◆ **Given task**: Copy the lines of all the items below word for word, leaving the pictures out.

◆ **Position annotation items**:
╭──

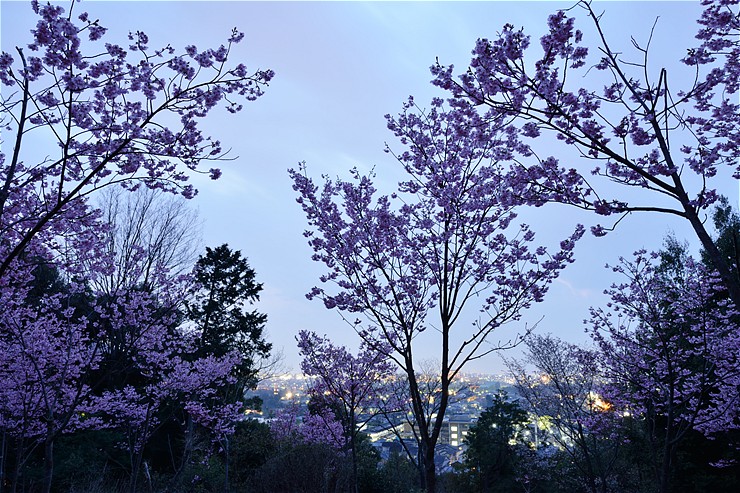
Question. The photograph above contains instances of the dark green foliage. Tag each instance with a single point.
(727, 225)
(225, 285)
(399, 475)
(491, 460)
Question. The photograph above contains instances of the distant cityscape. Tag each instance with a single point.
(471, 394)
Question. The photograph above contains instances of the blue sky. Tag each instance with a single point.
(340, 66)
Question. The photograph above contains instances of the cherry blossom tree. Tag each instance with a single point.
(665, 147)
(670, 344)
(415, 260)
(111, 114)
(351, 384)
(564, 389)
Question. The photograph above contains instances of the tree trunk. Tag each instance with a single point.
(430, 476)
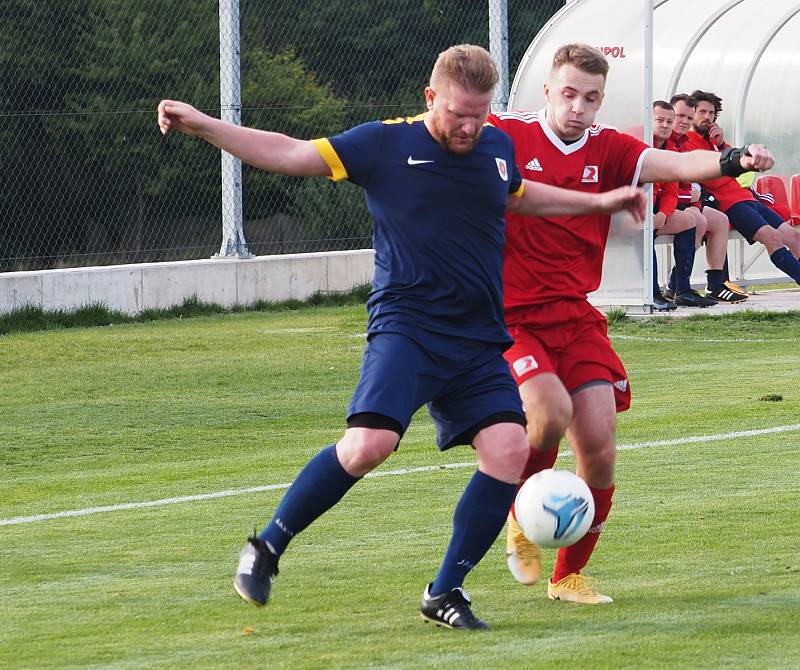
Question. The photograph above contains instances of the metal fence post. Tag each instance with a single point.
(498, 46)
(230, 95)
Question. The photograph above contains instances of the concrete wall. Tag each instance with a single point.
(133, 288)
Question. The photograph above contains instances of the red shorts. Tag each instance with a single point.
(569, 339)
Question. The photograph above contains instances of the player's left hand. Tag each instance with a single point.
(628, 198)
(757, 158)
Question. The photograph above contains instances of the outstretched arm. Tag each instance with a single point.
(269, 151)
(700, 166)
(544, 200)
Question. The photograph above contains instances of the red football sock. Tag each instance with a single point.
(574, 558)
(538, 460)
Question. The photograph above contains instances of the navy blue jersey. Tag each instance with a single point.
(439, 226)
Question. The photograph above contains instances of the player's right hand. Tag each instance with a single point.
(628, 198)
(758, 158)
(173, 114)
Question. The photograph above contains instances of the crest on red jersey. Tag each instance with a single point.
(502, 168)
(591, 174)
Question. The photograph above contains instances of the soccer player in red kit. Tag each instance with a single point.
(570, 379)
(753, 219)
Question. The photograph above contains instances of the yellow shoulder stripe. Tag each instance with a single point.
(329, 155)
(405, 119)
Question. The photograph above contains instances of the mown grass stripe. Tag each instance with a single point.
(14, 521)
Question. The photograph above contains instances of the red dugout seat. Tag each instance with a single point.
(794, 198)
(774, 185)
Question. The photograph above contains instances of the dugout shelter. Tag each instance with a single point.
(743, 50)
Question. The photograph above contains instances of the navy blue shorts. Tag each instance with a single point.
(464, 394)
(749, 216)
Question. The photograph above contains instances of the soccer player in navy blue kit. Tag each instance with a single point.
(437, 187)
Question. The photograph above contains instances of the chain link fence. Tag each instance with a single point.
(87, 178)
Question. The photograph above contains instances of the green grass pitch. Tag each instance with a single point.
(700, 552)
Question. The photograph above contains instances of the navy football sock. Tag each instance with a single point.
(784, 260)
(683, 247)
(318, 487)
(478, 519)
(714, 280)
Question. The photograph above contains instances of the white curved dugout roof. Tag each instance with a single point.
(745, 51)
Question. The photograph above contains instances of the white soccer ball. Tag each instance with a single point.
(554, 508)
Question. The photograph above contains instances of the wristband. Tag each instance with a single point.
(730, 161)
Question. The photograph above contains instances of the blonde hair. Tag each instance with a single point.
(582, 56)
(470, 67)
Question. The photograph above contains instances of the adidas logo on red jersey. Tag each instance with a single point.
(534, 165)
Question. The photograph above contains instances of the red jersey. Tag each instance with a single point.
(726, 190)
(678, 143)
(552, 259)
(665, 194)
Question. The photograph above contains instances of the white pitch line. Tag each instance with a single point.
(14, 521)
(705, 340)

╰──

◆ **The result**:
Question. The photograph above contains instances of the dark green foliage. Tag each instance with a single point.
(727, 225)
(225, 285)
(399, 475)
(491, 460)
Question. The photograph above contains instances of the distant cityscape. Tag each instance with a single point.
(471, 394)
Question. The photograph above contains instances of the blue sky. Tag each instance with a single point.
(340, 66)
Question. The photograph above contains instances of the cherry blossom tree. Tag each instance with a single point.
(665, 147)
(670, 344)
(415, 260)
(111, 114)
(351, 384)
(564, 389)
Question. The photograph above contains instances of the tree trunk. Tag each instance with a single point.
(430, 476)
Question. The photograph above contains instances of the metal fence post. Tag each instance with a single point.
(498, 46)
(230, 95)
Question. The photograph above contains instances of the concrete wall. Tag each instance with a single point.
(133, 288)
Question. The photograph above contains instances of the red shorts. Tag each instance with a single point.
(569, 339)
Question. The photograph above contains instances of the player's left hand. Tag each instance with a single point.
(628, 198)
(757, 158)
Question. The photograph above contains instances of the outstretched arm. Tag each instance with a single point.
(269, 151)
(700, 166)
(544, 200)
Question. The photograph above contains instances of the red football sock. Tag each instance with a single point.
(574, 558)
(538, 460)
Question. The photograph above contains instances of the navy blue jersey. Tag each instance with a single point.
(439, 226)
Question. The photograph above contains instances of the player's right hand. Tag each instance with a single point.
(628, 198)
(758, 158)
(173, 114)
Question. The photograph above contains instances of the crest on red jersey. Tag each instance with a single point.
(502, 168)
(591, 174)
Question. The photograph above contains instances of the soccer player in red kit. Tag each instance with a single point.
(570, 379)
(753, 219)
Question. The photograph above contains instances of the yellow shoulder stripe. Tag each instance with a single point.
(329, 155)
(405, 119)
Question. The photograph above contains instances of the mown grass stripe. Tag each instance with a single point.
(14, 521)
Question. The photograph above contains instances of the red dugout seat. Tag each instance with a single point.
(794, 198)
(774, 185)
Question. The photograph above contains instances of the dugout shelter. Tag each instance with a single point.
(743, 50)
Question. The photograph above contains instances of the navy blue shorts. Tag each instance with a single point.
(464, 394)
(749, 216)
Question. The photograph above contains instances of the soccer player in navy blue kit. Tag each instance with a single point.
(437, 187)
Question. The photograph above contains instances of the chain link fence. Tag each instance with a single point.
(87, 178)
Question. The photograph above contains instances of the green grass pitch. Tag each instance with a single point.
(700, 552)
Question. The photograph above contains instances of the navy football sock. Tag each instance with a single point.
(784, 260)
(683, 247)
(318, 487)
(478, 519)
(714, 280)
Question. The photograph above contains instances of the white curved dugout roof. Tag each instance with a single point.
(745, 51)
Question. The photograph above contains instances of the white soccer ball. Tag each instance with a single point.
(554, 508)
Question. The photograph above contains instances of the wristband. Tag each instance with a single point.
(730, 161)
Question. The photograph above contains instances of the blonde hair. Tag each instance with a single point.
(582, 56)
(470, 67)
Question. The photograph above contains instances of the adidas logo on red jersey. Tag each instance with a single point.
(534, 165)
Question. The photograph above contains instances of the red jersey. Tag each instance with a single point.
(726, 190)
(678, 143)
(552, 259)
(665, 194)
Question. The photograph above contains instances of the white pitch line. Tag each instance with a single point.
(14, 521)
(705, 340)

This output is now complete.